— Begin Excerpt to read —

- Duggan as 'Hawker' in Goldfinger (1964)
- Born: Gerald Joseph Duggan 10 July 1910 Dublin, Ireland
- Died: 27 March 1992 (aged 81) Sydney, New South Wales, Australia
- Occupation: Actor
- Years active: 1959–1990
- Spouse: Helen Blood ​ ​(m. 1942; death 1972)​
- Children: 1

= Gerry Duggan (actor) =

Irish-Australian actor (1910–1992)

Gerald Joseph Duggan (10 July 1910 – 27 March 1992) was an Irish-Australian character actor. He was almost 50 when he made his first film, The Siege of Pinchgut (1959), which earned him a BAFTA Award nomination for Most Promising Newcomer.

Although he never achieved leading man stardom, he was a familiar face in small roles in film and television, both in Australia and Britain, as well as on the West End stage. His trademarks were his Irish brogue, pronounced lisp and prominent jaw.

==Early life==
Duggan was born and raised in Dublin in 1910. When he was 16-years-old he moved to New York City, where he had his early exposure to theatre acting. In the 1930s, he moved to Australia, where he settled, although he worked internationally.

==Career==
He was almost 50 when he made his first film, The Siege of Pinchgut (1959), a British production made in Australia, which was the last film from Ealing Studios. Duggan was nominated for the BAFTA Most Promising Newcomer Award for his role as Pat Fulton, a caretaker taken hostage by escaped convicts, but lost to the 13-year-old Hayley Mills in Tiger Bay. However the performance launched his career.

During the 1960s, he would appear in numerous British films and television series, including The L-Shaped Room (1962), The Servant (1963), and Goldfinger (1964). He returned to Australia in the following decade, where he'd work with directors like New Wave directors like Gillian Armstrong, Philippe Mora, Fred Schepisi, and Phillip Noyce.

— End Excerpt to read —
— Begin Material shown —

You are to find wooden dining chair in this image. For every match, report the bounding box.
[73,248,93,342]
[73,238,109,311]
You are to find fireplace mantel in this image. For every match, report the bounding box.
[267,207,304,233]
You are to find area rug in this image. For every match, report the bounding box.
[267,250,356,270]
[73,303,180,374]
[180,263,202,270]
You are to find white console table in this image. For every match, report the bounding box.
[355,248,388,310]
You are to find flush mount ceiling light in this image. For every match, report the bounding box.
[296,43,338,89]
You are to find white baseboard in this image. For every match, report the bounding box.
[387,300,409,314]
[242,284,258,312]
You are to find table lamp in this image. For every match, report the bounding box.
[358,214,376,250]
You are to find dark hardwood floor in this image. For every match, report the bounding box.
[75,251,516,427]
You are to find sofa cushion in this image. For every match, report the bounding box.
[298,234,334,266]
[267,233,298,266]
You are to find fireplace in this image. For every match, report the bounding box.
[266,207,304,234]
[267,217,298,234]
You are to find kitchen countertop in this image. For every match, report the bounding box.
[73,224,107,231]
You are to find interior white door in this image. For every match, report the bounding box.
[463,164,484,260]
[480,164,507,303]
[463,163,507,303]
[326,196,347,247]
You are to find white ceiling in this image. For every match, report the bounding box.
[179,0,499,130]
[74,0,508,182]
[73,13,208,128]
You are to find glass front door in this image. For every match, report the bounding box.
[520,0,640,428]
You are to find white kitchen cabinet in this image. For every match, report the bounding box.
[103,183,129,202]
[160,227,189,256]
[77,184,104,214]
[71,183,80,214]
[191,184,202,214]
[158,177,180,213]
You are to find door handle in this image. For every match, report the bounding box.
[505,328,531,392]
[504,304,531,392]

— End Material shown —

- [The tasks]
1 > Please change "white kitchen cabinet" to "white wall cabinet" in the part of the records that opens with the line containing "You are to find glass" and runs through the end of the records. Return only that part, with nothing else altered.
2 > Write the next part of the article about the actor Gerry Duggan, picking up after its final sentence.

- [Expected answers]
1 >
You are to find glass front door in this image. For every match, report the bounding box.
[520,0,640,428]
You are to find white wall cabinet in this image. For every match, report the bounding box.
[103,183,129,202]
[160,227,189,256]
[77,184,104,214]
[71,183,80,214]
[191,184,202,214]
[158,177,180,213]
You are to find door handle in this image. For every match, report the bounding box.
[505,328,531,392]
[504,304,531,392]

2 >
He appeared in many other television series in Australia and Britain, such as A Country Practice, Mother and Son, The Flying Doctors, Skyways, The Sullivans, Matlock Police, Number 96, Spyforce, Division 4, Boney, Skippy the Bush Kangaroo, The Avengers and Coronation Street. Duggan also played the title role in the 1986 children's television series Professor Poopsnagle's Steam Zeppelin.

Duggan continued to act on stage in between film and television commitments. In 1964, he appeared in the British debut of Samuel Beckett's play The Old Tune. In a role he regarded as the high point of his stage career, he played the role of McLeavy in the 1966 London revival of Joe Orton's Loot, which transferred to the Criterion Theatre.

== Personal life ==
Duggan was married to Helen Blood from 1942 until her death in 1972. They had a son.

Later in life, he resided in the Beacon Hill suburb of Sydney.

=== Death ===
Duggan died in Sydney, at the age of 81, on 27 March 1992.

==Partial filmography==

- The Siege of Pinchgut (1959) – Pat Fulton
- A Tongue of Silver (1959) – policeman
- On the Beach (1959) – Bit Part (uncredited)
- The Sundowners (1960) – Shearer
- Dentist on the Job (1961) – Commissionaire
- Go to Blazes (1962) – Fireman
- Serena (1962) – Norman Cole
- The L-Shaped Room (1962) – Bert
- The Servant (1963) – Waiter
- West 11 (1964) – Father Dominic
- Goldfinger (1964) – Hawker, James Bond's golf caddie
- Skippy the bush kangaroo (Serie 1968) |- Mr. Trundle
- Ned Kelly (1970) – Father O'Hea
- Ride a Wild Pony (1975) – Train Engineer
- Mad Dog Morgan (1976) – Martin
- The Devil's Playground (1976) – Brother Hanrahan
- The Singer and the Dancer (1977) – the Doctor
- The Picture Show Man (1977) – the Hall Secretary
- The Mango Tree (1977) – Scanlon
- Newsfront (1978) – Len's father
- My Brilliant Career (1979) – Squatter
- The Last of the Knucklemen (1979) – Old Arthur
- Slippery Slide (1980)
- Bliss (1985) – neighbour 1
- Dark Age (1987) – Joe Blunt
- The Flying Doctors (1988 serie)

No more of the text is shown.